** start of DATA FOR PROCESSING **
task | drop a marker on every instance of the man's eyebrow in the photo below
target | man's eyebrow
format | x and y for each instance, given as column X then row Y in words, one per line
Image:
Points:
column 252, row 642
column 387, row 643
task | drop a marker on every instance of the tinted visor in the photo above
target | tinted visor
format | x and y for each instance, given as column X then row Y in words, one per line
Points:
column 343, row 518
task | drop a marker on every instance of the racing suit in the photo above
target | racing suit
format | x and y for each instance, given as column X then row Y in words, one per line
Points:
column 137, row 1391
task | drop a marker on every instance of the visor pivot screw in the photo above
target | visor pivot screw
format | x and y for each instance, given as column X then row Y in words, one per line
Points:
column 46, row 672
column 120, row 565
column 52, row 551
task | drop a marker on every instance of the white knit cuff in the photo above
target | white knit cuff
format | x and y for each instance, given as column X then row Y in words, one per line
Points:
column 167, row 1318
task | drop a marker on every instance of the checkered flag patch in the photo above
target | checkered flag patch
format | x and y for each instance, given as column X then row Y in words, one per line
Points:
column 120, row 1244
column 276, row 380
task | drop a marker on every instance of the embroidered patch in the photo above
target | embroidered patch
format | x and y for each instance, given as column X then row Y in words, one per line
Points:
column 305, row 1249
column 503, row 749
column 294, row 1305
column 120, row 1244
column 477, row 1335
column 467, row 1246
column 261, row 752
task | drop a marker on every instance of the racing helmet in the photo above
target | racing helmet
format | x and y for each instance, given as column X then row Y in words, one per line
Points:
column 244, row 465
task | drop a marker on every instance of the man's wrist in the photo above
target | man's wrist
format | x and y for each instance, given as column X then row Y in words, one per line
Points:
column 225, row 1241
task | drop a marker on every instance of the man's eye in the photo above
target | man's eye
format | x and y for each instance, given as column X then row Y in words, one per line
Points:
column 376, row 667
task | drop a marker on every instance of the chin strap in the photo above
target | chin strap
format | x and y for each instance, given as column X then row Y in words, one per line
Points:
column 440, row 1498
** end of DATA FOR PROCESSING **
## GOAL
Swap each "drop a marker" in the listing above for "place a pin", then write out the full listing again with nothing else changed.

## EXPECTED OUTPUT
task | place a pin on every instance of the man's eyebrow in the photo below
target | man's eyebrow
format | x and y for each instance, given as column X then row Y in words, one per line
Image:
Points:
column 252, row 642
column 387, row 643
task | place a pin on every instance of the tinted visor in the photo above
target | tinted visor
format | x and y for each instance, given as column X then row Y in words, one per line
Points:
column 343, row 518
task | place a pin on every instance of the racing suit in the photo above
target | racing suit
format | x and y for each instance, given as column X then row Y in words, one per line
Points:
column 137, row 1391
task | place a pin on every instance of the visor pivot screw in the photo above
target | visor pivot screw
format | x and y for each instance, given as column X then row Y in words, one per line
Points:
column 46, row 672
column 120, row 565
column 52, row 551
task | place a pin on every instance of the white knit cuff in the photo above
target | white knit cuff
format | x and y for each instance, given as column X then row Y in words, one per line
Points:
column 167, row 1318
task | place a pin on every instance of the checkered flag patch in the photo above
target | checkered flag patch
format | x and y for each instance, given as column X then row Y in words, one per line
Points:
column 120, row 1244
column 276, row 380
task | place a pin on every instance of the embroidered patch in the photo above
target | embroidered patch
format | x and y for each instance, given as column X then row Y in words, one per line
Points:
column 305, row 1249
column 503, row 749
column 294, row 1305
column 120, row 1244
column 477, row 1335
column 467, row 1246
column 261, row 752
task | place a pin on every instance of the racing helmet in the photo above
target | racing helmet
format | x and y for each instance, given as column X then row Y in words, one per line
Points:
column 244, row 465
task | place a pin on every instance of the man's wrist in the photo above
target | man's wrist
format | x and y for each instance, given as column X then row Y in words, one per line
Points:
column 225, row 1241
task | place a pin on every instance of the man's eye in the photo above
target | man's eye
format | x and y for each instance, given as column X then row Y in words, one per line
Points:
column 376, row 667
task | place a pin on every instance of the chin strap in the photo above
target | chin strap
format | x and y for each instance, given as column X then row Y in words, one per line
Points:
column 440, row 1498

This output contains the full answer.